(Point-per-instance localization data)
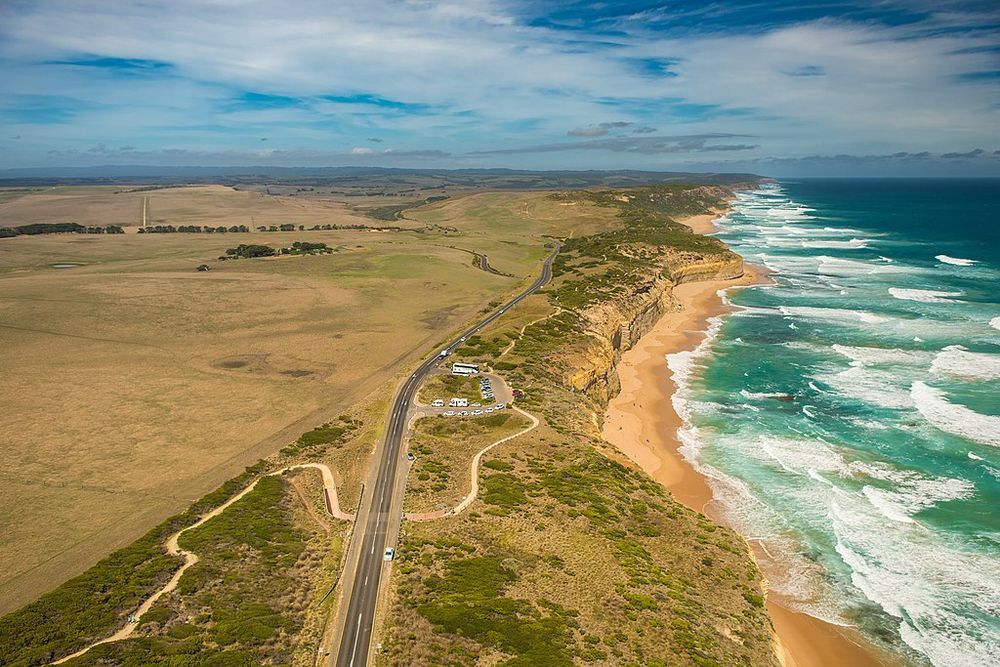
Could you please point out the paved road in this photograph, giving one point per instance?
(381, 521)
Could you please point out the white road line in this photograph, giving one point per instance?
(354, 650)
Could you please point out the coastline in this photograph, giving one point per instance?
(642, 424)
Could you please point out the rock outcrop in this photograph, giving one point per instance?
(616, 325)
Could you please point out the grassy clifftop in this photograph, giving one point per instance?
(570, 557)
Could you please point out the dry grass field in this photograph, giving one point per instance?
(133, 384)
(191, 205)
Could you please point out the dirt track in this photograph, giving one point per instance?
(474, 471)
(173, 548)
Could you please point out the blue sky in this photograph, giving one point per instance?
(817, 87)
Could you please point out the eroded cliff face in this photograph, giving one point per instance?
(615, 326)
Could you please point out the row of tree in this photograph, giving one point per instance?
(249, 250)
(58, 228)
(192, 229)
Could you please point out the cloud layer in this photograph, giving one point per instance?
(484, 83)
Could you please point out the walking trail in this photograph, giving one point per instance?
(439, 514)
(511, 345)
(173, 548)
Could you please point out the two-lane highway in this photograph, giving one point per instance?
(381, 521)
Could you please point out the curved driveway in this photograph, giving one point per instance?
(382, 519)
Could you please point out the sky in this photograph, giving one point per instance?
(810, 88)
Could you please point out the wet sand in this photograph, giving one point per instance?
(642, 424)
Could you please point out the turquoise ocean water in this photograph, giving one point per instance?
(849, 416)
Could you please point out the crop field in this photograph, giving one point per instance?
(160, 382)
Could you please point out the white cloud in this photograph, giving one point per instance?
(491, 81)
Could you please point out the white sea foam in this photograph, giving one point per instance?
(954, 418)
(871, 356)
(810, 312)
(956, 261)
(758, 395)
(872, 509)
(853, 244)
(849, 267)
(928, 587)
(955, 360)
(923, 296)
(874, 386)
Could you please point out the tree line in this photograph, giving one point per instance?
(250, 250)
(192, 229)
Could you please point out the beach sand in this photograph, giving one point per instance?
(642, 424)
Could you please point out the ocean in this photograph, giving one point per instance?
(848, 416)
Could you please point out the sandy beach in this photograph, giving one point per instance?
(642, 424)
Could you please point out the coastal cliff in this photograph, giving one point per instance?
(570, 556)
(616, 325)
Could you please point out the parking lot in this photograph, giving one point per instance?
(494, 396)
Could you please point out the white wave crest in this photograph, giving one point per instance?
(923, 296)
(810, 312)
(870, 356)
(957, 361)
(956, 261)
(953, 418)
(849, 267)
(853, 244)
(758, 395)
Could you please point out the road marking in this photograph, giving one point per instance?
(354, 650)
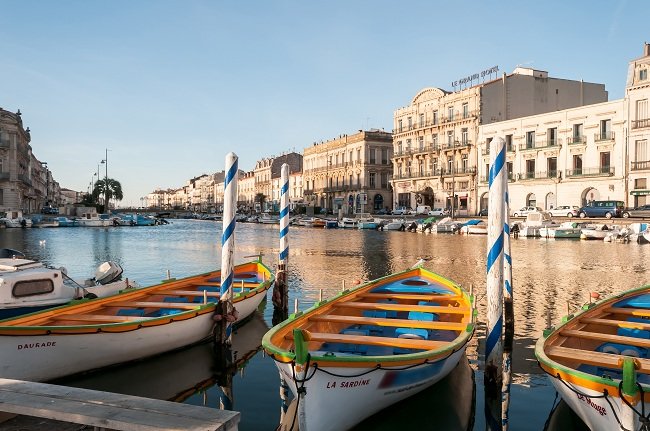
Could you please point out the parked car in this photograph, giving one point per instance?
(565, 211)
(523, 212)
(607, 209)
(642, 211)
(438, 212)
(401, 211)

--- Task goal ---
Print every record exactly without the images.

--- Solution ---
Could you please point out the paved road in this photograph, giving one point per instance?
(381, 521)
Could you please point out the white road line in this photograph, giving one point per instance?
(354, 650)
Could you please point out the coastline in this photograph, giving one point per instance?
(642, 424)
Could you please point out the rock outcrop in this photograph, giving one point per instance?
(616, 325)
Could you please point out the grassy clifftop in this photograph, giving one point per instance?
(570, 557)
Could you please point out the dry grass field in this photograph, giving one point per instance?
(133, 384)
(191, 205)
Could you please point out the dirt track in this photograph, giving one point per instance?
(474, 471)
(173, 548)
Could you please point out the blue sky in this photograph, giving one point per instance?
(817, 87)
Could you please point out the eroded cliff face in this photograph, giving one point per instance?
(615, 326)
Could you please point out the row of tree in this photograph, giving one point per instance?
(249, 250)
(58, 228)
(192, 229)
Could you please point out the cloud layer in this photograph, giving one point per instance?
(484, 83)
Could you please point out the walking trail in this photograph, giving one point per instance?
(439, 514)
(511, 345)
(173, 548)
Could you please point out the two-lane highway in this photograph, giving one point per instance?
(381, 521)
Could you please point out the curved driveway in this photograph, giving one point per instance?
(382, 519)
Could you please point out the sky in this photograph, giving one point per instance?
(810, 88)
Could you please point out the wet sand in this photograph, giving one point per instance?
(642, 424)
Could you please point out the turquoise ocean water in this photograph, giving one point per instance?
(849, 416)
Could you please point out the crop field in this photograph, giving one point per instance?
(160, 382)
Could you please point out the white cloud in this photograph, giving one point per instance?
(491, 81)
Could you please point out the white sea foam in this photograph, giving one point per instance?
(954, 418)
(871, 356)
(810, 312)
(956, 261)
(758, 395)
(872, 509)
(853, 244)
(849, 267)
(928, 587)
(955, 360)
(923, 296)
(874, 386)
Could you please point out the tree line in this photograph, giving one point per instance?
(250, 250)
(192, 229)
Could you please point out the beach sand in this photograph, giving one point per instance?
(642, 424)
Could you please point out the ocean in this photograph, giving one point per instance?
(848, 416)
Could you please point out the sandy beach in this photograph, giving one point per instance?
(642, 424)
Could you please point out the coastal cliff in this photograph, giving one point per instance?
(570, 556)
(616, 325)
Could you please point out the parking lot in this photograph, giving one point per instance?
(494, 396)
Could you please point out the white wave crest in this photograph, giving one point per instance?
(923, 296)
(810, 312)
(870, 356)
(957, 361)
(956, 261)
(953, 418)
(849, 267)
(853, 244)
(758, 395)
Could you please point out the road marking in this photograph, giving one point per instance?
(354, 650)
Could you please point out the parked car in this photograph, giving one point per instance?
(565, 211)
(523, 212)
(607, 209)
(642, 211)
(438, 212)
(401, 211)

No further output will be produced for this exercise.